● DESCRIPTION OF THE TASK
Please reproduce the listing in full, exactly as given.

● RECORDS FOR THE TASK
════════════════
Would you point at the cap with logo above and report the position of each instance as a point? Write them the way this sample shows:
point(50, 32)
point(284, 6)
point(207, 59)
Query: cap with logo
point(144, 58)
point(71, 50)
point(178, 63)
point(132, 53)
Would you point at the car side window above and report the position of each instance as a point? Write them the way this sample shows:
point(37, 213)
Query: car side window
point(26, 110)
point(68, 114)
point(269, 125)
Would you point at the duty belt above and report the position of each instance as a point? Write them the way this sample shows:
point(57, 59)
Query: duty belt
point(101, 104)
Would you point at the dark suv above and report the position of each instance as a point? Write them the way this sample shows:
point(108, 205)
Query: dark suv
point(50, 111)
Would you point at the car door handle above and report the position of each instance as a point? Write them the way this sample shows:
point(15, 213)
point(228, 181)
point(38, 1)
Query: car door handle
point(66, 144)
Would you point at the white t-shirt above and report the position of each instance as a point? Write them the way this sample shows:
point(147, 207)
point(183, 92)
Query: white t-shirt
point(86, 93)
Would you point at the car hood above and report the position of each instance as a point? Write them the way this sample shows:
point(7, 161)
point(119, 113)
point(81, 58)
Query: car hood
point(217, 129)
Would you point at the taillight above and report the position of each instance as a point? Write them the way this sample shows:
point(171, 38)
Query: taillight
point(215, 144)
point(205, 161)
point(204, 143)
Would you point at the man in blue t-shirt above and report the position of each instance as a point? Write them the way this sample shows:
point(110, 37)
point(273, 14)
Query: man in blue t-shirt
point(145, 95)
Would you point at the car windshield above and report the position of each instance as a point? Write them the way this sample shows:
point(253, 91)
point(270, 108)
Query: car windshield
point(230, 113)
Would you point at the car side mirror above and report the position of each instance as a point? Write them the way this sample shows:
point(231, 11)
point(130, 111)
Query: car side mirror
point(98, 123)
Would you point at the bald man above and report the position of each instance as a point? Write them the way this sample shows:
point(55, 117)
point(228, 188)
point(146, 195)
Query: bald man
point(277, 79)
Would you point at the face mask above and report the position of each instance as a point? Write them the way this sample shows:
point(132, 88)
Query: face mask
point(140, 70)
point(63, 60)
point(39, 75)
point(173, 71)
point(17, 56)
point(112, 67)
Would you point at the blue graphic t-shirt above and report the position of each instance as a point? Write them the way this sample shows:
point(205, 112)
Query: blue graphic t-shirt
════════════════
● SOLUTION BELOW
Would you point at the cap with logo above and report the position of each instance as a point? Write them the way this sample shows:
point(50, 32)
point(284, 6)
point(207, 59)
Query: cap with logo
point(144, 58)
point(71, 50)
point(178, 63)
point(132, 53)
Would you point at the car side window above and report the position of each instance as a point? Write them the way this sample shows:
point(37, 213)
Query: car side window
point(26, 110)
point(68, 114)
point(269, 125)
Would you point at the duty belt above and report the position of each instance as a point? Write them the way this sample shows:
point(57, 59)
Query: duty belt
point(101, 104)
Would you point at the dark suv above and report the position of each instance as a point? Write them the way this sample shows:
point(108, 205)
Query: dark suv
point(50, 111)
Would you point at the car door handle above and report the position of each instance as a point? Write them the way this sample shows:
point(15, 213)
point(228, 181)
point(38, 1)
Query: car door handle
point(66, 144)
Would you point at the white t-shirt above and report the position of each instance as a point? Write them the way this sample shows:
point(147, 207)
point(183, 92)
Query: white t-shirt
point(86, 93)
Would you point at the car hood above and report the position of each instance as a point? Write them the way this sample shows:
point(7, 161)
point(119, 113)
point(81, 58)
Query: car hood
point(217, 129)
Would you point at the taillight above and report the position of each instance as a point? Write them the way this sample shows:
point(171, 38)
Query: taillight
point(215, 144)
point(205, 161)
point(204, 143)
Would you point at the man in blue t-shirt above and report the position of each instance as a point? Write them the way this sample shows:
point(110, 37)
point(273, 14)
Query: man in blue t-shirt
point(145, 95)
Would you point at the car windshield above and report the position of each instance as a point? Write them the way this sample shows:
point(253, 91)
point(270, 108)
Query: car windshield
point(230, 113)
Would you point at the car side mirror above and report the position of each instance as a point? Write them the way this sample shows:
point(231, 11)
point(130, 111)
Query: car side mirror
point(98, 123)
Would you point at the bald man above and report the position of each instance as a point? Write them the way this sample shows:
point(55, 117)
point(228, 188)
point(146, 195)
Query: bald man
point(277, 79)
Would you point at the face mask above and report the position of each instance as a point? Write them the way this sample shows:
point(132, 88)
Query: face mask
point(140, 70)
point(63, 60)
point(39, 75)
point(173, 71)
point(17, 56)
point(112, 67)
Would you point at the blue graphic t-shirt above and report the position of each instance as a point? Write them the way this sample shows:
point(205, 112)
Query: blue graphic t-shirt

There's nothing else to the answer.